* REQUIRED TASKS:
(1) In the text about Eazy-E, rewrite the stretch from "Eazy-E is largely" through "on screen legacy.", replacing "record label" with "music label".
(2) According to the text about Eazy-E, who inherited the rights to N.W.A. music after his death in 1995?
(3) Resume the text about Eazy-E's legacy after its final sentence.

* READING TEXT:
::::

Straight Outta Compton may be a film about N.W.A., but it also acts as a tribute to Eazy-E, one of the group's charismatic frontmen who died in 1995. Eazy-E is the only member of N.W.A. who died before Straight Outta Compton was even a credible idea of a film, let alone before production began. The four surviving members, Dr. Dre, Ice Cube, DJ Yella and MC Ren, were all involved in the film, though DJ Yella and MC Ren were less involved than Dre and Cube. As the only N.W.A. member unable to help craft his on screen legacy, Eazy-E remains one of the most mysterious pop culture figures. The legacy of Eazy-E is equally as mysterious, spanning N.W.A., the birth of gangsta rap and the success of Dr. Dre, Ice Cube, and the Black Eyed Peas.
Eazy-E is largely known as the businessman behind N.W.A., or at least one of the more business-minded members of the group. The rapper founded Ruthless Records, the group's record label, and owned the rights to N.W.A. music until his death in 1995, when the rights were inherited by his widow, Tomica Woods-Wright. Woods-Wright acted as a producer on Straight Outta Compton, and so she had a huge hand in shaping her late husband's on screen legacy.
Eazy-E may be remembered as a musician, but, as has been pointed out in interviews with DJ Yella and Ice Cube, Eazy-E was far from a natural rapper. He was never a writer, and originally struggled with the fast-paced skills required to rap. That said, N.W.A. members appear to be in agreement: N.W.A. would not have existed without Eazy-E.
"N.W.A. would have not existed without Eazy-E. no doubt in my mind. He was bold and not scared of anything. He was 21, 22, I was 16 — to me he was fearless. That's what he brought. 'I don't want to do no corny ass records that try to get on the radio. I want to do hardcore records about what the hell is going around,'" Ice Cube told Billboard.
N.W.A. isn't the only rap group that credits its success to Eazy-E. Will.i.am of the Black Eyed Peas was taken under Eazy-E's wing in the '90s, signed to his Ruthless Records shortly before Eazy-E's death, and the artist has frequently cited Eazy-E as his mentor. Will.i.am. went on to become part of one of hip hop's most popular groups, the Black Eyed Peas, and has now taken over pop music as a producer. To will.i.am., Eazy-E's legacy is what he left to other artists.

::::

* RECORDS SUPPLIED:
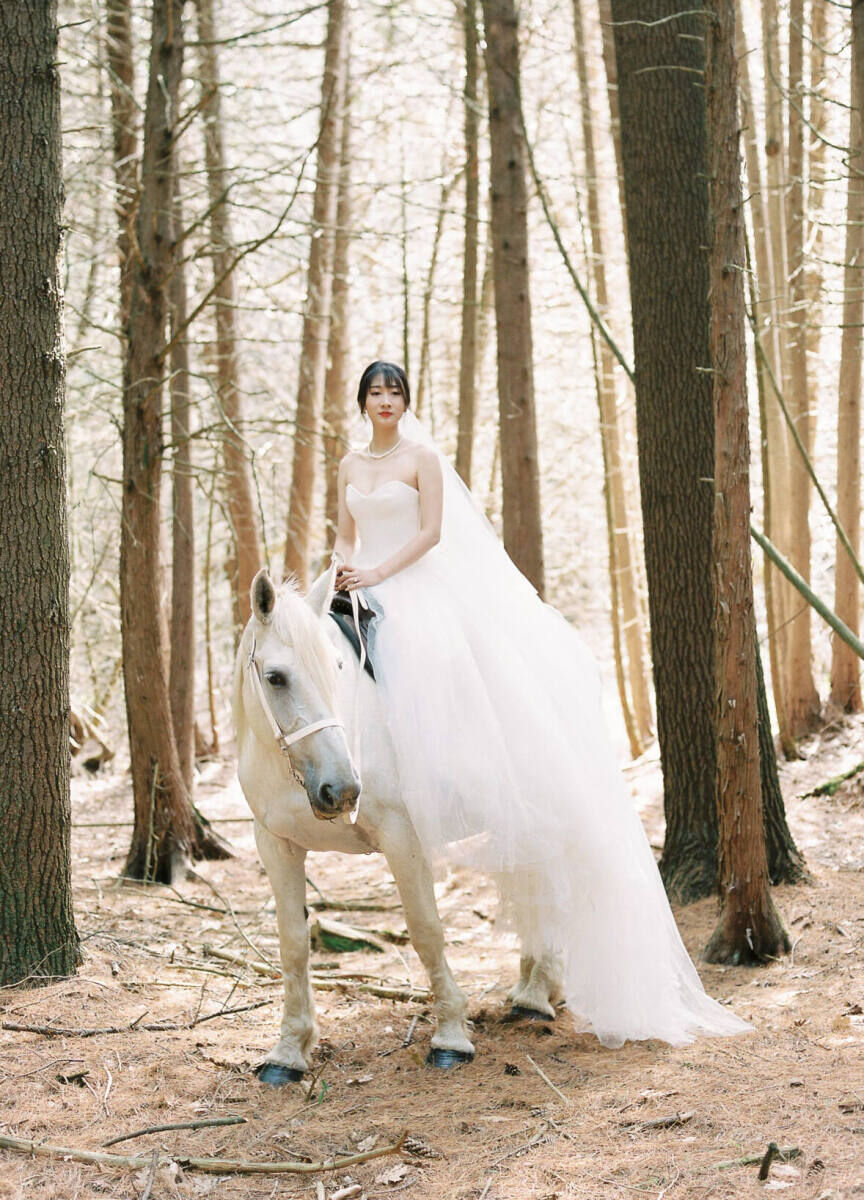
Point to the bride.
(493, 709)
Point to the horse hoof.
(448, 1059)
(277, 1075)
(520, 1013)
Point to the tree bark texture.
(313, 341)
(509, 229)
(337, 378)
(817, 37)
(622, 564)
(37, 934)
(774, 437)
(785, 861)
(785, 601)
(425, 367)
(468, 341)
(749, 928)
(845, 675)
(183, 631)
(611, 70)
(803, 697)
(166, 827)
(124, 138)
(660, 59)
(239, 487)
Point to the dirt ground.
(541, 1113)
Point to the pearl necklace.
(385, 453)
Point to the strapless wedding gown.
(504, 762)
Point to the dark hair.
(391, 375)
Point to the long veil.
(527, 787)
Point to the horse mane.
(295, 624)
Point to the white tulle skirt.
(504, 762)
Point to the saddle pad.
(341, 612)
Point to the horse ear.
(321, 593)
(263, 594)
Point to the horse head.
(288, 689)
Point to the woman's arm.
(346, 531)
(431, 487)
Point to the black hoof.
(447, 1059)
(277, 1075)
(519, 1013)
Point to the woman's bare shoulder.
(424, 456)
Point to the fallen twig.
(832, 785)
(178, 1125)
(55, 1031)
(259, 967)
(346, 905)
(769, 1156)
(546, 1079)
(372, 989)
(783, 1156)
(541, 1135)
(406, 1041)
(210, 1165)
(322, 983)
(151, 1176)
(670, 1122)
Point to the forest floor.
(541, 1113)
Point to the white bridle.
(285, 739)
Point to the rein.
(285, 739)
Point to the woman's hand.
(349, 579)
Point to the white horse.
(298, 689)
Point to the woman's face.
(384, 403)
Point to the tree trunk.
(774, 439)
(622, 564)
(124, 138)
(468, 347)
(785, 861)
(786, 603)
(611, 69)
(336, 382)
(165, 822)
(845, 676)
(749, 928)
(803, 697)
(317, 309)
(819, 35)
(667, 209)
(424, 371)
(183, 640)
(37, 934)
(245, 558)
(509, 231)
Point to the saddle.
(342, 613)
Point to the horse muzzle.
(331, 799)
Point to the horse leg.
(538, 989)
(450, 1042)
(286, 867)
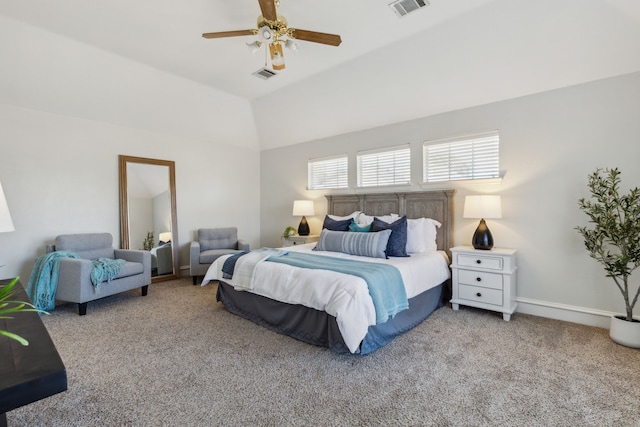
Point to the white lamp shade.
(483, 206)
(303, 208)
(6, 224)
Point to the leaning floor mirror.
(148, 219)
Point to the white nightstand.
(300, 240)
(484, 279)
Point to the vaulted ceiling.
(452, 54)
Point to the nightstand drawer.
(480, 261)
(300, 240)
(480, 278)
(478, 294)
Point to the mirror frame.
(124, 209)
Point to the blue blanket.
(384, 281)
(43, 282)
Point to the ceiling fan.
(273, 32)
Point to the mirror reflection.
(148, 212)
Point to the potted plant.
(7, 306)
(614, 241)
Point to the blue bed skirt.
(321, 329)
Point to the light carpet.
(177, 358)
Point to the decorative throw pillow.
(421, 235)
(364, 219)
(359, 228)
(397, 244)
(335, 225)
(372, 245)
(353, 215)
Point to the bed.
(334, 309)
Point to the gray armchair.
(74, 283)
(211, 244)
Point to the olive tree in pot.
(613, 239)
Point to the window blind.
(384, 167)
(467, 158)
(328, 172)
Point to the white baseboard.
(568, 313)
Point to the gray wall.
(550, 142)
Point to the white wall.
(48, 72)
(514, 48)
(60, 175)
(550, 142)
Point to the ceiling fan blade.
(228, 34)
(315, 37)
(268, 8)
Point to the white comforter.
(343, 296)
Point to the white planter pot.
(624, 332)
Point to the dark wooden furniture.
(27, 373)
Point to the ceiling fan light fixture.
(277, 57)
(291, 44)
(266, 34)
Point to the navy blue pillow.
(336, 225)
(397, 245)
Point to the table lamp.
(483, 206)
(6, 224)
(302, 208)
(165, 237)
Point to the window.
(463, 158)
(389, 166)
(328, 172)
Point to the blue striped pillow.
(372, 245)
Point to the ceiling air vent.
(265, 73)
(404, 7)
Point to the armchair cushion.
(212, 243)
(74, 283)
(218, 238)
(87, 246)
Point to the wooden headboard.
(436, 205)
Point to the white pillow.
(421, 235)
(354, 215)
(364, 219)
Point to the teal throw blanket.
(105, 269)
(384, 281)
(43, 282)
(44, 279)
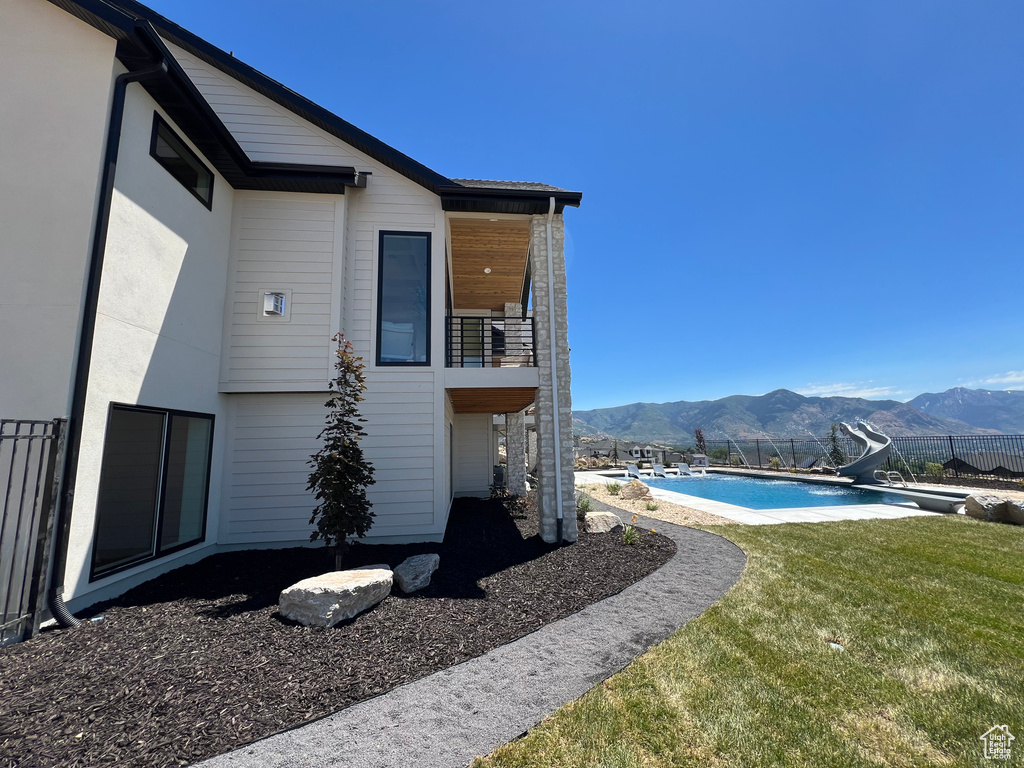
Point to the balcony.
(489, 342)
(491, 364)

::::

* SOLVED PROBLEMS:
(1)
Eazy-E is largely known as the businessman behind N.W.A., or at least one of the more business-minded members of the group. The rapper founded Ruthless Records, the group's music label, and owned the rights to N.W.A. music until his death in 1995, when the rights were inherited by his widow, Tomica Woods-Wright. Woods-Wright acted as a producer on Straight Outta Compton, and so she had a huge hand in shaping her late husband's on screen legacy.

(2) His widow, Tomica Woods-Wright.

(3)
"There wouldn't be a Dr. Dre, no Beats by Dre if it wasn't for Eazy having that belief in him. There wouldn't be an Ice Cube as we know him. Eazy set the foundation for people to even have a start. How many people have emulated what Eazy has done in terms of being the street dude who went out and did on his own? There wouldn't be a Tupac, a Cash Money or none of that stuff if it wasn't for Ruthless and Eazy-E. It wasn't called gangsta rap before N.W.A. came out," will.i.am. said in an interview with BET.
Eazy-E's legacy extends far beyond N.W.A. and his music. A father of seven, Eazy-E's legacy lives on in the form of his children, a few of whom helped actor Jason Mitchell prep for the role in Straight Outta Compton. Eazy-E's 24-year-old daughter, E.B. Wright, is working on a documentary about her father, hoping to explore the complexities of Eazy-E's death and personal legacy that weren't touched on in the film.
"It's going to touch on a lot of my dad's life and a lot of things that they didn't show in the movie, but mainly focus on the scandal surrounding his death and what happened afterwards. What happened to his kids? What happened to his estate?" Wright told Essence.
Putting aside Eazy-E's legacy as a music icon and father, there's no question that Eazy-E's sudden death also contributes to how the rapper is remembered. In 1995, Eazy-E was hospitalized and diagnosed with AIDS. He died just weeks later and became one of the first hip hop artists to publicly state that he suffered from AIDS. His death is still a source of conflict, as some people, including Eazy-E's son, Yung Eazy, believe that Suge Knight actually killed the rapper by injecting him with HIV.
For Mitchell, the actor who plays Eazy-E in Straight Outta Compton, it was important that the film extend Eazy-E's legacy beyond his death, as he said during an appearance on HuffPost Live:
"You have to rebuild the [mindset] of people who only know him for messing over the group and [dying] of AIDS. ...He was so much more than that. And it was important or me to hit every little mark because by the time he dies of AIDS [in the film], I want everybody to feel like L.A. felt when they came out with the candles and all these vigils and all these tributes. ...I wanted people to really really understand why."
As the incredible success of Compton shows, people are responding deeply to the movie's portrayal of Eazy-E and his fellow N.W.A members, and the rapper's legacy is now stronger than ever.